▶ Work instruction:
Each line of the material must appear again in the answer, exactly.
____
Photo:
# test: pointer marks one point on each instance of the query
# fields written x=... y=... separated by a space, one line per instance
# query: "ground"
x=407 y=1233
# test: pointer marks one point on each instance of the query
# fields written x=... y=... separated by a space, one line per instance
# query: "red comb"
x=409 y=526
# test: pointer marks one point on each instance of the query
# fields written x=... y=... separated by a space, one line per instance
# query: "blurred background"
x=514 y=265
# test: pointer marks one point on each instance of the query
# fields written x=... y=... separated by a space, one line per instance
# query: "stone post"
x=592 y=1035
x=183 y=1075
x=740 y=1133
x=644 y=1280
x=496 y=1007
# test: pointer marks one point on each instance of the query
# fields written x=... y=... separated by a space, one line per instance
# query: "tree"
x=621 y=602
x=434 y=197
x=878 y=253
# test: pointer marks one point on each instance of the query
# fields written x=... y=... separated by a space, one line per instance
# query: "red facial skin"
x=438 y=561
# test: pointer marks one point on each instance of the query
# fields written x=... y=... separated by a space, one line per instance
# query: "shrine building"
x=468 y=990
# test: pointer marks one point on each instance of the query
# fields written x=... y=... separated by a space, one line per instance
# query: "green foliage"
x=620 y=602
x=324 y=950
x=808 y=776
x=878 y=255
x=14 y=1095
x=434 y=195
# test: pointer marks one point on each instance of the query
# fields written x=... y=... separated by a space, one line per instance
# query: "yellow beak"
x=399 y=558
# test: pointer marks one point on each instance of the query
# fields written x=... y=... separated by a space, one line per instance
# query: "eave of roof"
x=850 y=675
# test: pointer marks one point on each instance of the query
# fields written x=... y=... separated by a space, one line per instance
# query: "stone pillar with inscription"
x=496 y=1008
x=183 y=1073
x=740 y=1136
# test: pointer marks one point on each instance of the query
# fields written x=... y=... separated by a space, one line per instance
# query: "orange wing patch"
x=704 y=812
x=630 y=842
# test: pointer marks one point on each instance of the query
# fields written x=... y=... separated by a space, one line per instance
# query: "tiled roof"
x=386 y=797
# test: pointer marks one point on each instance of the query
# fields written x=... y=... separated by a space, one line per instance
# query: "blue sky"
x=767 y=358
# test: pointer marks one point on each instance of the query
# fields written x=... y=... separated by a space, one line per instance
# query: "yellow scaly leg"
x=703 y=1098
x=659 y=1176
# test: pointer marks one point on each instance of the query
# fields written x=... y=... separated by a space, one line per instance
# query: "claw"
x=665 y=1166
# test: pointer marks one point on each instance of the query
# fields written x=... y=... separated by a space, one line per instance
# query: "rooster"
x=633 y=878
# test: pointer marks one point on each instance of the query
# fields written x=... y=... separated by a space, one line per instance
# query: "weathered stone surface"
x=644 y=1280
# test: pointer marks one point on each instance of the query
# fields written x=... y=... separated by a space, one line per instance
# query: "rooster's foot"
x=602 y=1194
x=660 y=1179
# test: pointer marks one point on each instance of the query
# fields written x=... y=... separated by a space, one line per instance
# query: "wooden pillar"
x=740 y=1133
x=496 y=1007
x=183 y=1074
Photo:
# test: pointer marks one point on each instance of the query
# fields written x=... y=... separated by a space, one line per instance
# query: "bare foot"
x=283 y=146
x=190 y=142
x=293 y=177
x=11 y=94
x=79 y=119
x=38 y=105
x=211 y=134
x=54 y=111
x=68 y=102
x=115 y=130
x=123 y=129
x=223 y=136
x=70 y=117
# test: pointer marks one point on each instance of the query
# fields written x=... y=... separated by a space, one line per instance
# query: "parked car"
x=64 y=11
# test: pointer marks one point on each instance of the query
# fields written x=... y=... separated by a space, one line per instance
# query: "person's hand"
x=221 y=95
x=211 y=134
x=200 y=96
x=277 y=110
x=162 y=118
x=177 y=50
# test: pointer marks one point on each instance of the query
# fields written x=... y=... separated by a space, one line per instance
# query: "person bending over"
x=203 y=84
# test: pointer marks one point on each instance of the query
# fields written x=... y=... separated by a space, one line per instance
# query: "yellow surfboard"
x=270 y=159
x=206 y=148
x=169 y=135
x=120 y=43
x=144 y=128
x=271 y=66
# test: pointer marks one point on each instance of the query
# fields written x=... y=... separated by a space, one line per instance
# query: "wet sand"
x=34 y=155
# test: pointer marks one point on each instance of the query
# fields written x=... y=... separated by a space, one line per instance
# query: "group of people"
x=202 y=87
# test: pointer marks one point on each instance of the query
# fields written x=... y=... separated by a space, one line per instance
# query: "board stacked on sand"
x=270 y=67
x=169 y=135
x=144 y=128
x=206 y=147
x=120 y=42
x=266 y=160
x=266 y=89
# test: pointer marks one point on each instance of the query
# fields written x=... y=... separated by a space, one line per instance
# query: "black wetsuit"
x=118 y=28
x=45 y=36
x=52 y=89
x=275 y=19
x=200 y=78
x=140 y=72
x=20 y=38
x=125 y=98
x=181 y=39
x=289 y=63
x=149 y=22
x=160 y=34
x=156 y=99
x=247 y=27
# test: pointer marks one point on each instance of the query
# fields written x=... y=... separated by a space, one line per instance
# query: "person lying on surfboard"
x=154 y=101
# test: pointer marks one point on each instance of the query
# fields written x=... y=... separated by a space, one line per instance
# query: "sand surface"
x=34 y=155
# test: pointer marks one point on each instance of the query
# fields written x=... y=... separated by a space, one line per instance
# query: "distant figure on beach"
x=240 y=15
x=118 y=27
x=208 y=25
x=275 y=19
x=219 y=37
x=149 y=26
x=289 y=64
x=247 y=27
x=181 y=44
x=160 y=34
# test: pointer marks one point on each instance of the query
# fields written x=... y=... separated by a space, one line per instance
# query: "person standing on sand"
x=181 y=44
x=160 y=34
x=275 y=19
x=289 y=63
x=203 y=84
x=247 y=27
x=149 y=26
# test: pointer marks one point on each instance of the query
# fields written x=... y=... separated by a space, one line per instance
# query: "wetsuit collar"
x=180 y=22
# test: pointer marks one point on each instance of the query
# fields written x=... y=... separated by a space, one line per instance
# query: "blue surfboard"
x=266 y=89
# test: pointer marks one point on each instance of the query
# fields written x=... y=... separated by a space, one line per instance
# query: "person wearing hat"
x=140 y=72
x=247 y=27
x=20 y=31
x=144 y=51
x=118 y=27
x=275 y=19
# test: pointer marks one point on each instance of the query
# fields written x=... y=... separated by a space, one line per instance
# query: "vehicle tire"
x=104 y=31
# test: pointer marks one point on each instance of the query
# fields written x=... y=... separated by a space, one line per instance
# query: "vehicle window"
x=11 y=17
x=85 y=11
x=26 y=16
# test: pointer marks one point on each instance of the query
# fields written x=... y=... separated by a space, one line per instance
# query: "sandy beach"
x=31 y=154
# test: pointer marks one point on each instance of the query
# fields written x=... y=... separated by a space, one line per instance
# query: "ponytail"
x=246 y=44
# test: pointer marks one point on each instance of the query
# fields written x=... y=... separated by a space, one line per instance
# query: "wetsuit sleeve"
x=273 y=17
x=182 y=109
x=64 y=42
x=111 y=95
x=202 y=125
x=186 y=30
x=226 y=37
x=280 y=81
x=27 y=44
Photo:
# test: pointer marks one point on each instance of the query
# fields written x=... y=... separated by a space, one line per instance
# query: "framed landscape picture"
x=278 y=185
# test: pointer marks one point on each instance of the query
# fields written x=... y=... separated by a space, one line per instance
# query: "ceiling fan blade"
____
▶ Answer box:
Photo:
# test: pointer marks one point on each instance of the query
# fields written x=... y=... separated by a space, one line per instance
# query: "ground"
x=407 y=1233
# test: pointer marks one point on each instance of the query
# fields written x=... y=... separated by a space, one line per instance
# query: "red comb"
x=409 y=526
# test: pointer marks one point on each instance of the query
# fields written x=... y=... separated by a space, one line per instance
# query: "blurred background"
x=514 y=265
# test: pointer marks one point on each instance of the query
# fields written x=... y=... separated by a space, one line per instance
# query: "stone post"
x=592 y=1035
x=183 y=1075
x=740 y=1133
x=644 y=1280
x=496 y=1007
# test: pointer marks one point on each instance of the query
# fields written x=... y=... separated by a space, one line per instance
# query: "tree"
x=621 y=602
x=434 y=197
x=878 y=253
# test: pointer marks one point on each instance of the query
# fields written x=... y=... separated by a space, one line per instance
# query: "red facial skin"
x=438 y=561
# test: pointer marks one point on each instance of the query
# fields written x=... y=... separated by a space, one line per instance
# query: "shrine building"
x=468 y=990
# test: pointer marks one point on each instance of the query
# fields written x=... y=... separated by a space, one line per instance
# query: "green foliage"
x=620 y=602
x=324 y=950
x=808 y=776
x=878 y=255
x=14 y=1095
x=434 y=195
# test: pointer marks one point on each instance of the query
# fields written x=... y=... separated by a space, one line per instance
# query: "yellow beak"
x=399 y=558
# test: pointer marks one point on each instance of the query
# fields written x=... y=... separated by a space, one line per instance
# query: "eave of roof"
x=850 y=675
# test: pointer marks one point on each instance of the query
# fields written x=... y=... separated by a space, one line per instance
# query: "stone pillar with inscription"
x=496 y=1008
x=183 y=1073
x=740 y=1136
# test: pointer marks one point on each instance of the query
# fields written x=... y=... separated by a space, one line per instance
# query: "orange wing patch"
x=704 y=812
x=630 y=842
# test: pointer marks one point on each instance of the query
# fields written x=... y=... separated by a space, one line per instance
# query: "tiled roof"
x=386 y=797
# test: pointer marks one point on each instance of the query
# fields written x=... y=... separated by a space, one line per instance
# query: "blue sky"
x=767 y=358
# test: pointer marks one point on each instance of the query
# fields written x=... y=... separated by a space, one line per instance
# query: "yellow scaly leg"
x=703 y=1098
x=659 y=1176
# test: pointer marks one point on each instance of the query
# fields written x=... y=... separated by a space, one line per instance
# query: "claw"
x=665 y=1166
# test: pointer marks one point on each instance of the query
# fields written x=... y=... separated by a space, one line per instance
# query: "rooster"
x=633 y=878
# test: pointer marks one point on each instance of the query
# fields written x=... y=... separated by a space, one line per instance
# query: "weathered stone surface"
x=644 y=1280
# test: pointer marks one point on each instance of the query
# fields written x=... y=... separated by a space, one line per instance
# query: "rooster's foot"
x=602 y=1194
x=660 y=1179
# test: pointer marks one point on each instance of the query
# fields written x=... y=... separated by a space, one line per instance
# query: "wooden pillar"
x=740 y=1133
x=496 y=1007
x=183 y=1074
Photo:
# test: pointer marks one point on each instance of the query
# fields written x=... y=... separated by a space, one line per instance
# query: "bare foot"
x=283 y=146
x=190 y=142
x=293 y=177
x=11 y=94
x=79 y=119
x=38 y=105
x=211 y=134
x=54 y=111
x=68 y=102
x=115 y=130
x=123 y=129
x=223 y=136
x=70 y=117
# test: pointer marks one point on each instance of the query
# fields written x=... y=... separated by a space, one line per instance
# query: "parked car"
x=64 y=11
# test: pointer marks one point on each instance of the query
# fields written x=... y=... separated by a space, one line per instance
# query: "person's hand"
x=221 y=95
x=211 y=134
x=200 y=96
x=277 y=110
x=162 y=118
x=177 y=50
# test: pointer marks one point on each instance of the query
# fields written x=... y=... separated by a space, one line per instance
# query: "person bending over"
x=203 y=84
# test: pointer marks one point on each instance of the query
# fields written x=... y=... separated by a space, one line per instance
# query: "yellow surfboard"
x=270 y=159
x=206 y=148
x=169 y=135
x=120 y=43
x=144 y=128
x=271 y=66
# test: pointer marks one point on each instance of the query
# fields written x=... y=... separated by a space, one line per instance
# query: "wet sand"
x=34 y=155
# test: pointer marks one point on each instance of the query
# fields written x=... y=... separated by a space, one line per instance
# query: "group of people"
x=202 y=87
# test: pointer marks one point on each instance of the query
# fields written x=... y=... separated by a space, one line per instance
# query: "board stacked on sand"
x=270 y=67
x=169 y=135
x=144 y=128
x=206 y=147
x=120 y=42
x=266 y=160
x=266 y=89
# test: pointer marks one point on each instance of the query
# fields written x=... y=... separated by a space, one line per instance
# query: "black wetsuit"
x=118 y=28
x=45 y=36
x=52 y=89
x=275 y=19
x=200 y=78
x=140 y=72
x=20 y=38
x=125 y=98
x=181 y=39
x=289 y=63
x=149 y=22
x=160 y=34
x=156 y=99
x=247 y=27
# test: pointer marks one point on each instance of the query
# fields written x=... y=... separated by a space, one line per instance
# query: "person lying on surfboard"
x=154 y=101
# test: pointer marks one point on each instance of the query
# fields written x=... y=... separated by a space, one line per instance
# query: "sand surface"
x=34 y=155
# test: pointer marks one point on each instance of the query
# fields written x=... y=... separated by a space, one line per instance
# query: "distant figure on beach"
x=240 y=15
x=118 y=27
x=208 y=25
x=275 y=19
x=219 y=37
x=149 y=26
x=289 y=64
x=247 y=27
x=181 y=44
x=160 y=34
# test: pointer marks one point on each instance of the query
# fields written x=... y=... separated by a space, one line per instance
# query: "person standing on sand"
x=181 y=44
x=160 y=34
x=275 y=19
x=289 y=63
x=203 y=84
x=247 y=27
x=149 y=26
# test: pointer marks one point on each instance of the query
# fields written x=... y=... separated by a space, one line per instance
# query: "wetsuit collar"
x=180 y=22
# test: pointer marks one point on each instance of the query
# fields written x=... y=... separated by a space, one line per instance
# query: "blue surfboard"
x=266 y=89
# test: pointer marks one point on each instance of the query
# fields written x=... y=... separated by a space, one line per instance
# query: "person wearing hat"
x=140 y=72
x=247 y=27
x=20 y=31
x=144 y=51
x=118 y=27
x=275 y=19
# test: pointer marks one point on each instance of the query
# fields written x=... y=... separated by a space, one line per instance
# query: "vehicle tire"
x=104 y=31
# test: pointer marks one point on each instance of the query
# fields written x=... y=... separated by a space, one line per instance
# query: "vehicle window"
x=11 y=17
x=85 y=11
x=26 y=16
# test: pointer marks one point on each instance of the query
# fields written x=... y=... separated by a space, one line per instance
# query: "sandy beach"
x=31 y=154
# test: pointer marks one point on each instance of the query
# fields written x=... y=... separated by a space, one line per instance
# query: "ponytail"
x=246 y=44
# test: pointer marks one point on each instance of the query
# fields written x=... y=... separated by a space, one line per instance
# query: "wetsuit sleeve"
x=273 y=17
x=182 y=109
x=64 y=42
x=111 y=95
x=202 y=125
x=186 y=30
x=226 y=37
x=280 y=81
x=27 y=44
Photo:
# test: pointer marks one point on each instance of the query
# fields written x=... y=... separated by a space, one line per instance
# query: "framed landscape picture"
x=278 y=185
# test: pointer marks one point on each instance of the query
# fields written x=... y=... separated by a space, one line per instance
# query: "ceiling fan blade"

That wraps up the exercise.